● Supplied passage:
============

Gary J. Gorbsky, Ph.D., a scientist with the Oklahoma Medical Research Foundation, has found a way to reverse the process of cell division.
The discovery could have important implications for the treatment of cancer, birth defects and numerous other diseases and disorders. Gorbsky's findings appear in the April 13 issue of the journal Nature.
"No one has gotten the cell cycle to go backwards before now," said Gorbsky, who holds the W.H. and Betty Phelps Chair in Developmental Biology at OMRF. "This shows that certain events in the cell cycle that have long been assumed irreversible may, in fact, be reversible."
Cell division occurs millions of times each day in the human body and is essential to life itself. In the lab, Gorbsky and his OMRF colleagues were able to control the protein responsible for the division process, interrupt and reverse the event, sending duplicate chromosomes back to the center of the original cell, an event once thought impossible.
"Our studies indicate that the factors pointing cells toward division can be turned and even reversed," Gorbsky said. "If we wait too long, however, it doesn't work, so we know that there are multiple regulators in the cell division cycle. Now we will begin to study the triggers that set these events in motion."
The findings may prove important to controlling the development and metastasis of certain cancers. It also holds promise for the prevention and treatment of birth defects and a wide variety of other conditions.
"Dr. Gorbsky's results provide elegant proof that the cell cycle must be precisely controlled," said Dr. Rodger McEver, OMRF vice president of research. "Now he and his lab can work toward developing innovative methods to probe and better understand the complex process of cell division."
Gorbsky heads the Molecular, Cell and Developmental Biology Research Program at OMRF and holds both an M.A. and a Ph.D. in biology from Princeton University. He is also adjunct professor of Cell Biology at the University of Oklahoma Health Sciences Center and a member of the OU Cancer Institute. His research focuses on mitosis and cytokinesis, the processes involved in cell division, and he has earned international recognition for his work in the area of chromosomal movement and cell cycle control.
The current research project, done in collaboration with scientists from the University of Virginia Medical School, was supported by grants from the National Institutes of Health and the American Cancer Society.

============

● Directions for this task:
Print, word for word, the part of the cell division report starting with "Gorbsky heads the" and going on through "American Cancer Society.". The lines that come next are separate material.

● Recorded information:

============

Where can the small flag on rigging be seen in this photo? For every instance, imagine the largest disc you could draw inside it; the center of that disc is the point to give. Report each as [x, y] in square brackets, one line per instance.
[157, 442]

============

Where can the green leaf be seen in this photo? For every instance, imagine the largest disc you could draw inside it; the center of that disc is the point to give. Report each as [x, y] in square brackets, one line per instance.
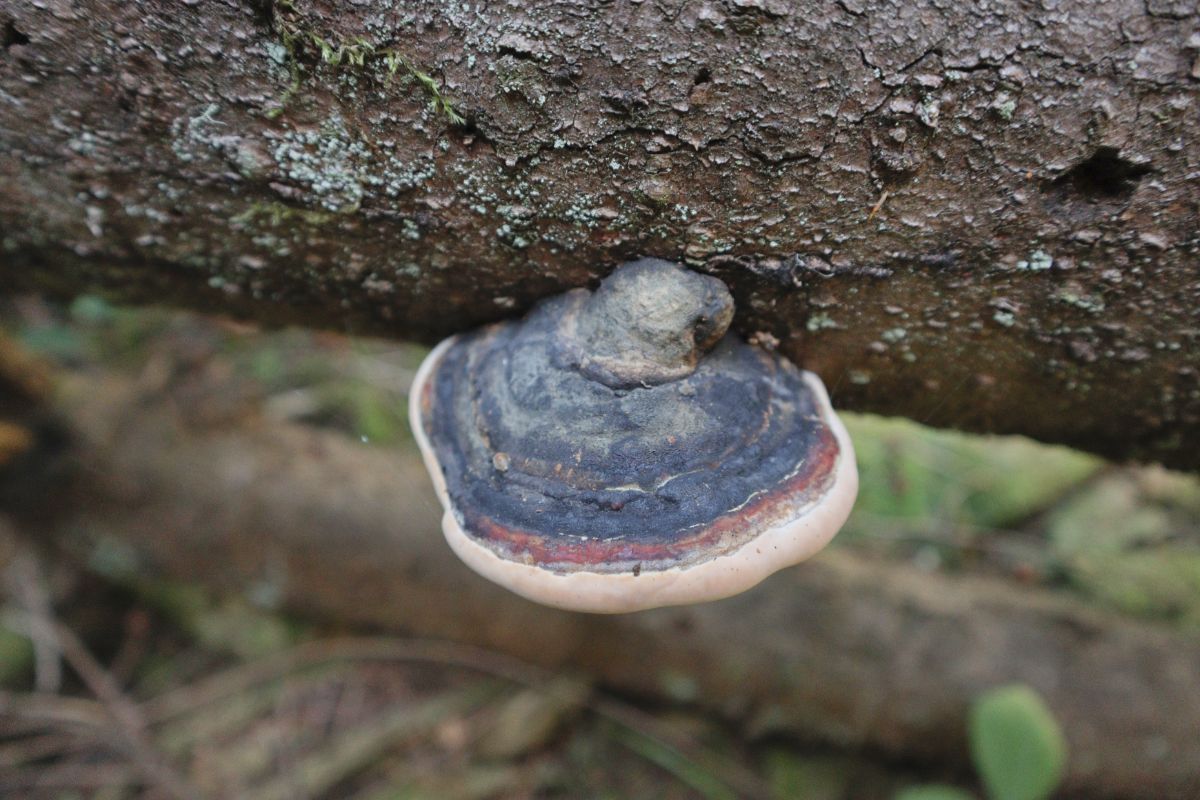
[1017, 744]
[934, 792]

============

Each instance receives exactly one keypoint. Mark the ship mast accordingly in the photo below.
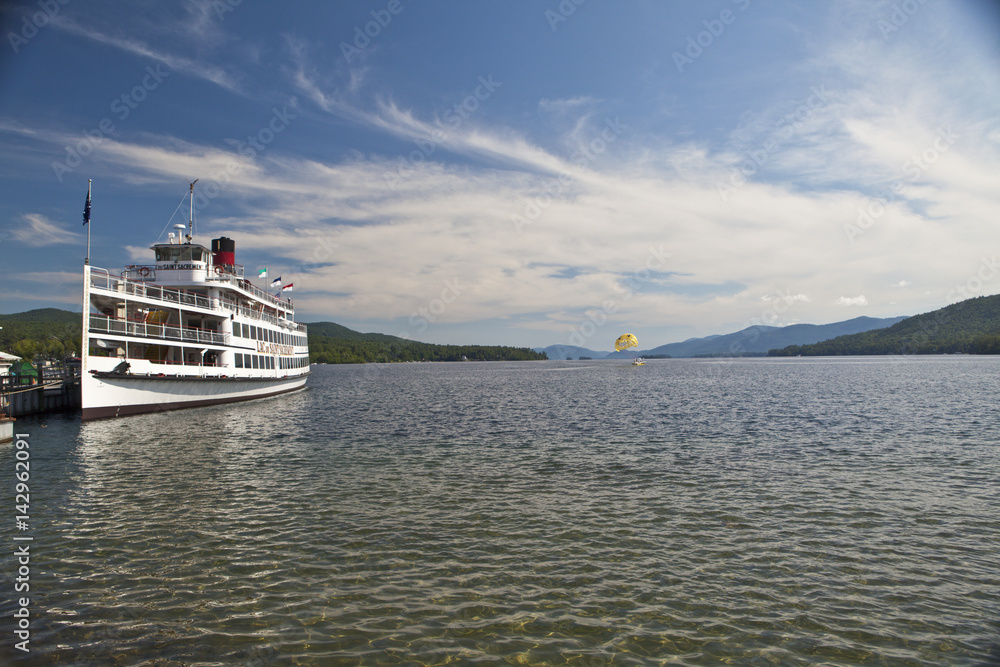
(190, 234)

============

● Exercise result:
Gorbsky heads the Molecular, Cell and Developmental Biology Research Program at OMRF and holds both an M.A. and a Ph.D. in biology from Princeton University. He is also adjunct professor of Cell Biology at the University of Oklahoma Health Sciences Center and a member of the OU Cancer Institute. His research focuses on mitosis and cytokinesis, the processes involved in cell division, and he has earned international recognition for his work in the area of chromosomal movement and cell cycle control.
The current research project, done in collaboration with scientists from the University of Virginia Medical School, was supported by grants from the National Institutes of Health and the American Cancer Society.